**WORK INSTRUCTIONS**
Copy out the rows below without changes, from the line holding "Objective — for every instance of the upper" through the last line of the rows, both ends included.

**INPUT DATA**

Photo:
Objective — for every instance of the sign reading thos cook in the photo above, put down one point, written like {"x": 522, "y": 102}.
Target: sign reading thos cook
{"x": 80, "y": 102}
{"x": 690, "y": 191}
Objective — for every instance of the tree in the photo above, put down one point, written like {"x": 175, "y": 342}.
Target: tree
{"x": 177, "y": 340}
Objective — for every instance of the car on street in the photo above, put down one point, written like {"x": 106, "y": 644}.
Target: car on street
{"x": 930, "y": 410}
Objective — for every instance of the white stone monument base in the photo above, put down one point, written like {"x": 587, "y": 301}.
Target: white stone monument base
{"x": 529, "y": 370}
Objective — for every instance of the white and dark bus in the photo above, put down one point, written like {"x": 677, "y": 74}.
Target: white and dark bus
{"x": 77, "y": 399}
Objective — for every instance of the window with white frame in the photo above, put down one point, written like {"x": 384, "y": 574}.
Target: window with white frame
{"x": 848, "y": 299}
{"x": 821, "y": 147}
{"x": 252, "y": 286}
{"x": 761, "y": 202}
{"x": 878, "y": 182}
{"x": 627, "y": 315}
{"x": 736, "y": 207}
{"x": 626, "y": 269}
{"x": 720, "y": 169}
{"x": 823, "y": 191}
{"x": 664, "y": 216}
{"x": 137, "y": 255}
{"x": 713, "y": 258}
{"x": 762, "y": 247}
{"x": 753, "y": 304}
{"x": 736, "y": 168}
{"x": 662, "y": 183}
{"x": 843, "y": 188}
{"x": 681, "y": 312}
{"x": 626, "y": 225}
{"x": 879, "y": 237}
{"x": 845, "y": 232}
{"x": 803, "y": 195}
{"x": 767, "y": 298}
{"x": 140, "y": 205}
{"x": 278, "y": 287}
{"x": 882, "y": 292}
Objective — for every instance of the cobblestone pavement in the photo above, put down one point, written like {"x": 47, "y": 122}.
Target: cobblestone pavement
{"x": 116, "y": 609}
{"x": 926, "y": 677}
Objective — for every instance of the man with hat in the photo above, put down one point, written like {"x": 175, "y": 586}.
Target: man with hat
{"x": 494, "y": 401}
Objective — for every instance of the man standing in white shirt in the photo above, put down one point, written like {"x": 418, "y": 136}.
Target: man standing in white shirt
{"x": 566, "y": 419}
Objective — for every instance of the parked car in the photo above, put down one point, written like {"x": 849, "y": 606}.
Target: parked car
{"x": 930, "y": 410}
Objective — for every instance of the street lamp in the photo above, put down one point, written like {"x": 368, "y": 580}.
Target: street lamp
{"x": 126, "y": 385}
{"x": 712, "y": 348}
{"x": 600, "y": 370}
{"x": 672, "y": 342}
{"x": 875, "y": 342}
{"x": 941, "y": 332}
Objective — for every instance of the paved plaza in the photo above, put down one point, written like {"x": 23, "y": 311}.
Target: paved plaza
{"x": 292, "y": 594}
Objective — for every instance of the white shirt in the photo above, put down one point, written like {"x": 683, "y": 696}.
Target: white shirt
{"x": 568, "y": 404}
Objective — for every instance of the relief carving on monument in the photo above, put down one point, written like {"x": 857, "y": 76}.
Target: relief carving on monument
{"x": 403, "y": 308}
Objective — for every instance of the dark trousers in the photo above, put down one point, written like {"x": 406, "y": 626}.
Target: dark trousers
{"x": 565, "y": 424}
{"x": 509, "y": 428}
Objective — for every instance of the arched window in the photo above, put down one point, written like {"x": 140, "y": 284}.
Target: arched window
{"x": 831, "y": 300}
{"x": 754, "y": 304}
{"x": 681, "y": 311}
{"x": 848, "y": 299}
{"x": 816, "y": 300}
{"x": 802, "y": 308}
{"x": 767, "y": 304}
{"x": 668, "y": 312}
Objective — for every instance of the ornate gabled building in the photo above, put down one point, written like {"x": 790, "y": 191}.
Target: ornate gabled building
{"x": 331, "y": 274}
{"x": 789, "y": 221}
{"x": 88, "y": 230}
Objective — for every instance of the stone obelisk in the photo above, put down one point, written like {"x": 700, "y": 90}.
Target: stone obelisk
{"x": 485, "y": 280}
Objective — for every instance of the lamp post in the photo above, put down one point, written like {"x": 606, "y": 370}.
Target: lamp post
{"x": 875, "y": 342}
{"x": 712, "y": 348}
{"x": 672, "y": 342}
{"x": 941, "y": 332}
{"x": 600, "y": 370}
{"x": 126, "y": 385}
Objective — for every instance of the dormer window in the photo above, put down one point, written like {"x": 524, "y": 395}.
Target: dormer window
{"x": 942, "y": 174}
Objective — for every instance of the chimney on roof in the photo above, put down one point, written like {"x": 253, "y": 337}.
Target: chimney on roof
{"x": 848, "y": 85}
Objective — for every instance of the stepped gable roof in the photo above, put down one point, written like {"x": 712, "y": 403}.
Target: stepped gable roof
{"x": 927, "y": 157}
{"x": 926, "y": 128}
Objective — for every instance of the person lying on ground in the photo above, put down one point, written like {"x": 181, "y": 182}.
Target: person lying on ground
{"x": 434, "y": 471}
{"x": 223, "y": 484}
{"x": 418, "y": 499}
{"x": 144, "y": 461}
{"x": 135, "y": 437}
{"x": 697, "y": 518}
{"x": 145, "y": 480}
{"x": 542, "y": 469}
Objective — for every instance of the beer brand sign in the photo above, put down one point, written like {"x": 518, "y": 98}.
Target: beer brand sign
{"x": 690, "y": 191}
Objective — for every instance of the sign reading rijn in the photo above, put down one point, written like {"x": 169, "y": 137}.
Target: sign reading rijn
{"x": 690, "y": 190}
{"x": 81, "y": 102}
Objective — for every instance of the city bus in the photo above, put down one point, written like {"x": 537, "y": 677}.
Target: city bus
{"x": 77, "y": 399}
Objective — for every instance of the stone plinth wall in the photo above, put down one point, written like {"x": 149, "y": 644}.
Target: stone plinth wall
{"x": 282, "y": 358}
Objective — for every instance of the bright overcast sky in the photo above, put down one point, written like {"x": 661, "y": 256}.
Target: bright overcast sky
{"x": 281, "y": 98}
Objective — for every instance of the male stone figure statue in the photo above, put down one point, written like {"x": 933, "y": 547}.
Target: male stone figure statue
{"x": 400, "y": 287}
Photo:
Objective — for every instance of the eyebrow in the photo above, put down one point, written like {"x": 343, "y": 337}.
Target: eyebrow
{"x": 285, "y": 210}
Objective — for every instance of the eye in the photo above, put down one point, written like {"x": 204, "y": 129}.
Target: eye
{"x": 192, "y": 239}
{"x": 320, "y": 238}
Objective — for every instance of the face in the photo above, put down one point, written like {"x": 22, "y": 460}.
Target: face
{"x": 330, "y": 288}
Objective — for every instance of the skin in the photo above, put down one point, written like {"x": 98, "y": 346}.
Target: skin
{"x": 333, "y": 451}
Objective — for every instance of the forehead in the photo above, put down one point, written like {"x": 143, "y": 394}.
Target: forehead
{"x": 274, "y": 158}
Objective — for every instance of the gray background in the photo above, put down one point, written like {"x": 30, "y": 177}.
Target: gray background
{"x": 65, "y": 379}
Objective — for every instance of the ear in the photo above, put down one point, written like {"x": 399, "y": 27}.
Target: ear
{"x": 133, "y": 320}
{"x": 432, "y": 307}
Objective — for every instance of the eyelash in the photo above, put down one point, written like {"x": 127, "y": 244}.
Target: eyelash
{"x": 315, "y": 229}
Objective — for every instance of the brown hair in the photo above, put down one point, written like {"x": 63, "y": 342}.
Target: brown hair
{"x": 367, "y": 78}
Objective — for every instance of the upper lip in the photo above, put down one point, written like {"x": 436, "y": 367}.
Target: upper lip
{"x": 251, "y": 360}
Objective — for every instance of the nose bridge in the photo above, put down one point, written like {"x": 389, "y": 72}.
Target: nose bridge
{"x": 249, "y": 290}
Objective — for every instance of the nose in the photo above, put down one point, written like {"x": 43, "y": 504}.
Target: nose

**REPLY**
Objective — for every instance of the upper lip in the photo above, put down one point, written like {"x": 436, "y": 367}.
Target: upper lip
{"x": 251, "y": 360}
Objective — for every instance of the nose bridge in the photo above, put down one point, written like {"x": 389, "y": 72}.
Target: nose bridge
{"x": 249, "y": 290}
Objective — for every instance of the nose in the photo above, put down one point, written like {"x": 43, "y": 504}.
Target: nose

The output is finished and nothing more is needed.